■ Given passage:
-- -- --
Now my go to recomendation would be a Bulova, most of them perform at under 20spy and well within COSC, but pricing in different markets means they may be more expensive in your region. Not sure if they are a bargain in eastern Europe, and not sure if they qualify here anymore.

Next would be a Certina, but again not sure about pricing around you and they now are "only" COSC, again not sure if they qualify here. The entire Precidrive line stands by 8 to 10 times better than a standard quartz watch, and Breitling also stands by 10 times better, so again neither brand is a 10spy watch.

That leaves you with the Longines VHP, as the cheapest option, at around 1000 euro's pretty much everywhere, but the US where they are cheaper. After that you have Citizen and Seiko which are at least twice as expensive.

Hope this helps you out OP.


----------



## yankeexpress (Apr 7, 2013)

The various color versions of these excellent HAQ can be found New severely discounted for thorough shoppers


----------



## ppaulusz (Feb 11, 2006)

wbird said:


> Ron I know it's kind of your go to line, some variation of use the search function. Please stop doing it. The search function is not the answer to most any question. It's not appropriate in normal interactions with anybody in person or on a forum. If you don't think so give that response to your girlfriend, wife, kid, or coworker next time they ask you a question. It's insulting...


Advising of the usage of the search function of HAQ is the best advise any new visitor of the HAQ forum should receive! 
Searching in the database of the HAQ forum is educating and fun at the same time and certainly the best way to avoid any unnecessary question/inquiry.


----------



## farmerboy (Jul 23, 2018)

Often when I search on this forum I will get a zero info. notice. 
Many times if I go right back and use the very same words I will then get multiple links.

I use a Mac. This happens regardless of if I have cleared my computer of all stored info or not.
I can reset everything and it makes no difference. Early on I asked several already answered questions because I found zero information.
Now, I do a search at least twice in a row and most times get at least some hits.
-- -- --
■ Study material:
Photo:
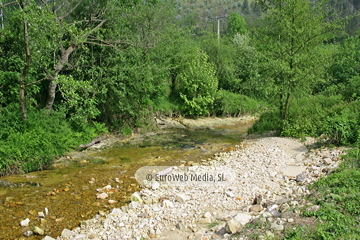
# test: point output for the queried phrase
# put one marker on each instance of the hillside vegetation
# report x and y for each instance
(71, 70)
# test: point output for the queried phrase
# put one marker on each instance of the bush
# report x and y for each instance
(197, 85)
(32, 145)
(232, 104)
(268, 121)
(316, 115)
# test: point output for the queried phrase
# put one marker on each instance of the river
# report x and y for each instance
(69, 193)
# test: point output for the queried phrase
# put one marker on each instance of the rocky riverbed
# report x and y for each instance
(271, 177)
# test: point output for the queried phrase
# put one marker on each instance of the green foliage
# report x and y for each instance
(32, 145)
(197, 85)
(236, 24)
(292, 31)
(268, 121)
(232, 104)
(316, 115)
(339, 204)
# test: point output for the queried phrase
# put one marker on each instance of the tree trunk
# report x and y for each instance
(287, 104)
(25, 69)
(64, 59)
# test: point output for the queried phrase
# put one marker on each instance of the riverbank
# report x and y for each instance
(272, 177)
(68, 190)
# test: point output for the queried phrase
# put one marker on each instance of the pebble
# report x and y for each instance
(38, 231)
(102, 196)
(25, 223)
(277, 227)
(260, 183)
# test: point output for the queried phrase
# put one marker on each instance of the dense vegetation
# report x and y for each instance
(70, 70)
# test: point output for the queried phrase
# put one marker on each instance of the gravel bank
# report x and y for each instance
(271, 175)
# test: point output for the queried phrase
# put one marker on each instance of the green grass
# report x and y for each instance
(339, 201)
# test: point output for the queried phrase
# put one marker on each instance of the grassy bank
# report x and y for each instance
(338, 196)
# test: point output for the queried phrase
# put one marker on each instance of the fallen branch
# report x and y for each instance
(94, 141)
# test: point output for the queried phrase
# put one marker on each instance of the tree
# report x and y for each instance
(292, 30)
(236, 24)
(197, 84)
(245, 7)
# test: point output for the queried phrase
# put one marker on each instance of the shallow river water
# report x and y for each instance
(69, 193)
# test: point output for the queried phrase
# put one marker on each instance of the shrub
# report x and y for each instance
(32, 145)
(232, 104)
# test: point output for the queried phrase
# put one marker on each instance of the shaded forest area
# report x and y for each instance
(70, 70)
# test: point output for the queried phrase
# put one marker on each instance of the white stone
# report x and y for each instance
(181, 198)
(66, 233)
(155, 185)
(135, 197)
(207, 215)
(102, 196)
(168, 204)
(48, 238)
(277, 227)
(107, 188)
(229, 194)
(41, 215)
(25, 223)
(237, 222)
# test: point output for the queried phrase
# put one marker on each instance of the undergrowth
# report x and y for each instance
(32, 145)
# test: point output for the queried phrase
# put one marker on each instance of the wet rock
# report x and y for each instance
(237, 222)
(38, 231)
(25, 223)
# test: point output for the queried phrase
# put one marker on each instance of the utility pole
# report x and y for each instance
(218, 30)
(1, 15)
-- -- --
■ What this exercise asks:
1 - Answer these questions about the watch forum thread.
(a) What price does the thread give for the Longines VHP in most places?
(b) What computer does farmerboy use?
(c) How many times better than a standard quartz watch does the thread say the Precidrive line stands by?
2 - Please continue the watch forum thread from where it stops.

■ Exercise results:
1 -
(a) Around 1000 euros, except in the US, where it is cheaper.
(b) A Mac.
(c) 8 to 10 times better.

2 -
I do not know if it is this website or my computer that causes this. To help the OP, Joma has Bulova Lunar Pilot for $299.


----------



## Fergfour (Jan 4, 2013)

farmerboy said:


> Often when I search on this forum I will get a zero info. notice.
> Many times if I go right back and use the very same words I will then get multiple links.
> 
> I use a Mac. This happens regardless of if I have cleared my computer of all stored info or not.
> ...


Same thing for me with a PC. Type in a word and search and get nothing. Type in the same exact word again then I get hits. Been like this as long as I can remember.


----------



## kcotham (Jun 21, 2018)

Yup, the search function is basically useless. 

To answer your question, you can't go wrong with a Bulova. The 262Hz movements are great. I've owned three of them, still have two. They are never off much at all when it comes time to switch from MST to MDT and back (which I wish would end, just stay on standard time for crying out loud!). And you can pick up a very handsome model for around $200, some times less.


----------



## John MS (Mar 17, 2006)

Seiko SACM171 uses an 8j41 movement rated for 10 seconds per year.


----------



## woodville63 (Dec 28, 2011)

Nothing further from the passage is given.